How do you graph f(x)=(x^2-16)/(x^2-6x+8) using holes, vertical and horizontal asymptotes, x and y intercepts?

Feb 28, 2018

First, factor:

$y = \frac{\left(x + 4\right) \left(x - 4\right)}{\left(x - 4\right) \left(x - 2\right)}$

As you can see, there is $x - 4$ in both the numerator and denominator, so there is a hole at $x = 4$

To find the vertical asymptote, set the simplest form of the denominator equal to zero:

$y = \frac{\left(x + 4\right) \cancel{\left(x - 4\right)}}{\cancel{\left(x - 4\right)} \left(x - 2\right)}$

So set $x - 2$ equal to zero:

$x - 2 = 0 \implies$

$x = 2$

To find a horizontal asymptote, find the degree the polynomials are. Let's say $f \left(x\right) = \frac{{x}^{a}}{{x}^{b}}$

If $a > b$, there are no horizontal asymptotes.

....................

BRIEF: Reproduce everything in the graphing solution from "To find the" down to "no horizontal asymptotes.", replacing "simplest form" with "reduced form".

DATA LINES:
....................

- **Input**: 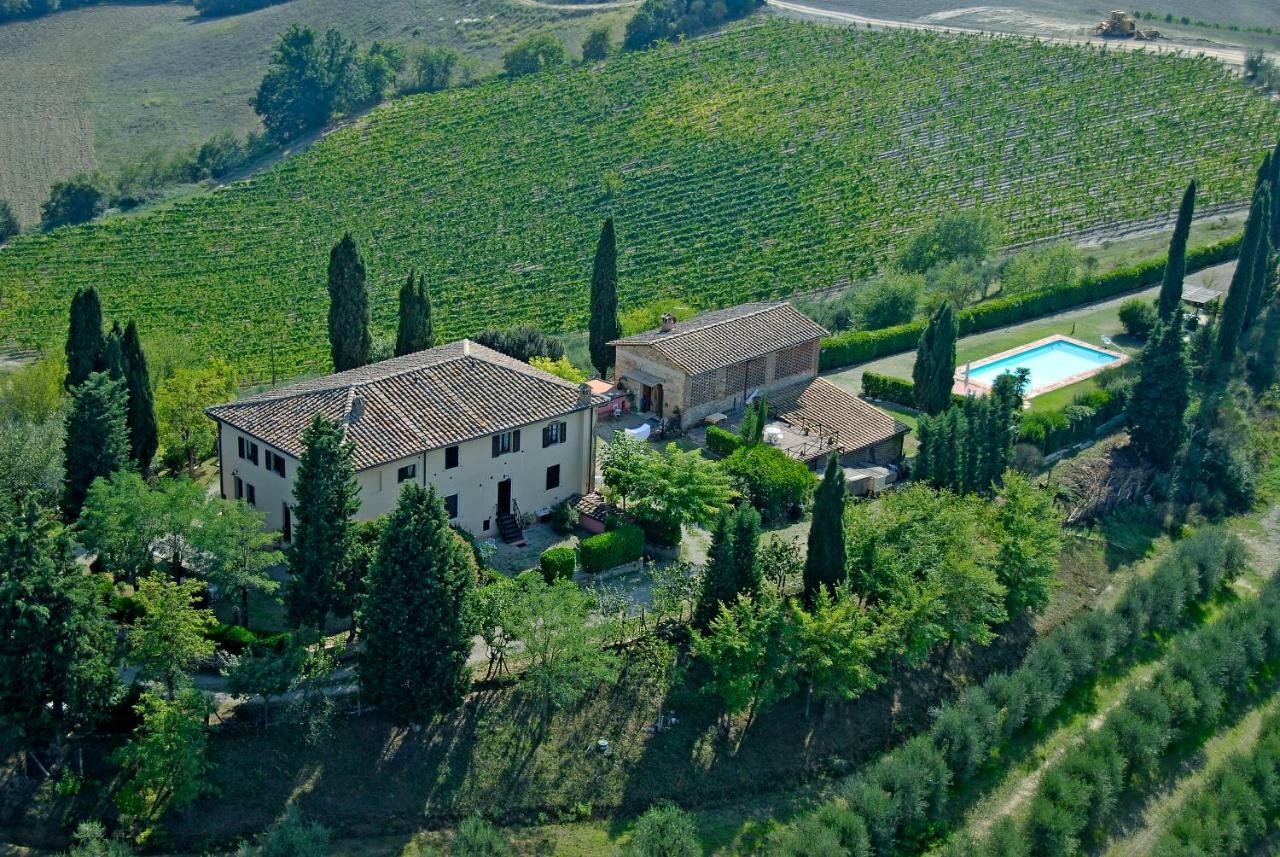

....................

SOLUTION TO THE PROBLEM:
To find the vertical asymptote, set the reduced form of the denominator equal to zero:

$y = \frac{\left(x + 4\right) \cancel{\left(x - 4\right)}}{\cancel{\left(x - 4\right)} \left(x - 2\right)}$

So set $x - 2$ equal to zero:

$x - 2 = 0 \implies$

$x = 2$

To find a horizontal asymptote, find the degree the polynomials are. Let's say $f \left(x\right) = \frac{{x}^{a}}{{x}^{b}}$

If $a > b$, there are no horizontal asymptotes.